INSTRUCTIONS FOR THE TASK: Swap every "Challenge" in the records below for "Claim", leaving all other wording unchanged.

ENTRIES PROVIDED:

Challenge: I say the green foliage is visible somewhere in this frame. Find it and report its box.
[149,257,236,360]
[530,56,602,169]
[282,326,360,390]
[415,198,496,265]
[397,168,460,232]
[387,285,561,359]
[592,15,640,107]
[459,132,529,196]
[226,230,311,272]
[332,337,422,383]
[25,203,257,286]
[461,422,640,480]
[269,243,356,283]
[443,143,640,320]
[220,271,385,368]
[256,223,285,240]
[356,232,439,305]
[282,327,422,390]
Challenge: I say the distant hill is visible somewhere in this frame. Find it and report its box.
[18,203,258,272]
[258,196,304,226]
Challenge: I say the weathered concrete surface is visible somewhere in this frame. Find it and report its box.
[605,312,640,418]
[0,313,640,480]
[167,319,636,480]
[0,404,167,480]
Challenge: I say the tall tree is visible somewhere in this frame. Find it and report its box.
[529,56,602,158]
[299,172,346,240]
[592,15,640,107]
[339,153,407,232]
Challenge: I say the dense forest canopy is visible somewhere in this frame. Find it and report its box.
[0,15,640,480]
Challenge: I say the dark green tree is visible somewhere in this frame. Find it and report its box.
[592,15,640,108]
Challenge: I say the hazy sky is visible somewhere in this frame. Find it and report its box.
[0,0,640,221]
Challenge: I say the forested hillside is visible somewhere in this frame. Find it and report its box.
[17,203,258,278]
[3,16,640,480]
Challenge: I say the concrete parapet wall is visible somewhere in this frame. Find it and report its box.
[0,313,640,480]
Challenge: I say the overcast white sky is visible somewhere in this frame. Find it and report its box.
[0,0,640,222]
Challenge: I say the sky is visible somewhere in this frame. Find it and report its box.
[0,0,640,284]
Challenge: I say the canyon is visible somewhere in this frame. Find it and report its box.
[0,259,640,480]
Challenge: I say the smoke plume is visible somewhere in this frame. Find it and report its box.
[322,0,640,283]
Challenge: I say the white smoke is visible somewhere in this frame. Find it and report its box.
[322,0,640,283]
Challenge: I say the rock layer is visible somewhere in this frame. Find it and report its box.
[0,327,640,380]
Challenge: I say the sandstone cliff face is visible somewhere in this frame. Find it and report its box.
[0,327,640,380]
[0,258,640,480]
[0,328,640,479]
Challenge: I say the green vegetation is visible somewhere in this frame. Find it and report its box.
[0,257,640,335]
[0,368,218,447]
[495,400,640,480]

EXERCISE OUTPUT:
Claim: I say the green foliage is visible somewhere in this frame. Find it and report its box.
[149,257,236,360]
[530,56,602,169]
[282,326,360,390]
[415,198,496,265]
[397,168,460,232]
[387,285,561,359]
[592,15,640,107]
[459,132,529,196]
[226,230,311,272]
[332,337,422,383]
[25,203,257,286]
[461,422,640,480]
[269,243,356,283]
[443,143,640,320]
[220,271,385,368]
[256,223,285,240]
[356,232,439,305]
[282,327,422,390]
Claim: I say the distant hill is visible somewhere in this frame. Find it and report its box.
[18,203,258,272]
[258,196,304,226]
Claim: I say the weathered concrete surface is visible somewhere in this frame. Find it and report its box.
[605,312,640,418]
[0,313,640,480]
[167,319,636,480]
[0,404,167,480]
Claim: I say the tall tree is visible somewhere in this frame. Find it and report its box.
[529,56,602,158]
[299,172,346,240]
[592,15,640,107]
[339,153,407,232]
Claim: I say the dense forest canopy is visible somewhere in this frame. Find it and report its box.
[0,15,640,480]
Claim: I say the dark green tree is visible somewhere in this frame. Find it and report its box.
[592,15,640,108]
Claim: I say the hazy sky is visible somewhere in this frame. Find it and report its box.
[0,0,640,221]
Claim: I say the forested hillside is visible somewhere in this frame. Find it and report its box.
[17,203,258,278]
[3,16,640,480]
Claim: I say the concrete parapet wall is visible somewhere in this frame. Find it and report its box.
[0,313,640,480]
Claim: I say the overcast white sky is visible somewhere in this frame. Find it and report its box.
[0,0,640,222]
Claim: I say the sky is visible somewhere in this frame. Find it and report its box.
[0,0,640,284]
Claim: I say the canyon is visible somewhere in this frame. Find it and report its box.
[0,259,640,480]
Claim: I say the smoke plume is visible somewhere in this frame. Find it and report its box.
[322,0,640,283]
Claim: I say the white smoke is visible somewhere in this frame. Find it and report its box.
[322,0,640,283]
Claim: I say the rock layer is visible somewhere in this frame. Find it and report its box.
[0,327,640,380]
Claim: I say the sandstone cliff face is visible somewhere in this frame. Find it and report its box.
[0,327,640,380]
[0,258,640,480]
[0,328,640,479]
Claim: I say the green vegetation is visible somewhere in this frame. Find it and report its box.
[0,257,640,335]
[0,368,218,447]
[495,400,640,480]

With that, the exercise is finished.